> _Problem requirements_
Pick out each line of the data below that contains the string "hand" and copy those lines. Treat uppercase and lowercase letters as different.

Named object pointing data
#####

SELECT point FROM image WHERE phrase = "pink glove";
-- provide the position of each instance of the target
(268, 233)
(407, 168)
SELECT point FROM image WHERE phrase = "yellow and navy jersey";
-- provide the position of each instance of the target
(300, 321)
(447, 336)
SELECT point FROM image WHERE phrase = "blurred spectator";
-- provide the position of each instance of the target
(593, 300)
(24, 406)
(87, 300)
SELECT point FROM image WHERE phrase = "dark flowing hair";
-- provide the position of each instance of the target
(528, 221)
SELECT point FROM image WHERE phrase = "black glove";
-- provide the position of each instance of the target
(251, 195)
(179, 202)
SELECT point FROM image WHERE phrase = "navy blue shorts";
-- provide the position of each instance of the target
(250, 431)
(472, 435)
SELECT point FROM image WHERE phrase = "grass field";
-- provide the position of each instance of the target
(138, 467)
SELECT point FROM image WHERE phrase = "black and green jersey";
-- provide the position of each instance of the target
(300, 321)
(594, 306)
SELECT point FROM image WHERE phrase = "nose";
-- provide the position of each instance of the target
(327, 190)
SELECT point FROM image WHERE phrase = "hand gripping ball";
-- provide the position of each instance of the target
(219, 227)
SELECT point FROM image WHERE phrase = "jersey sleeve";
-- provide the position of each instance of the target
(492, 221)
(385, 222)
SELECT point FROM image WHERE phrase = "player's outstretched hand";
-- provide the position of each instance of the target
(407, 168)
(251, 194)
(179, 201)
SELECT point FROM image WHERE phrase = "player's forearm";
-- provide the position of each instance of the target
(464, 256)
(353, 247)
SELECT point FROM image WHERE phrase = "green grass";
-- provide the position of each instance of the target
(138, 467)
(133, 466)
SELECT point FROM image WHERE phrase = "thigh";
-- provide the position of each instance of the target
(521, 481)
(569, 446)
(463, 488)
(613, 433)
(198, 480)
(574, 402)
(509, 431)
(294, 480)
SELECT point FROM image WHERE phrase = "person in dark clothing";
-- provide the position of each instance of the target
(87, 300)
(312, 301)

#####

> _Correct answer_
SELECT point FROM image WHERE phrase = "hand gripping ball";
SELECT point FROM image WHERE phrase = "player's outstretched hand";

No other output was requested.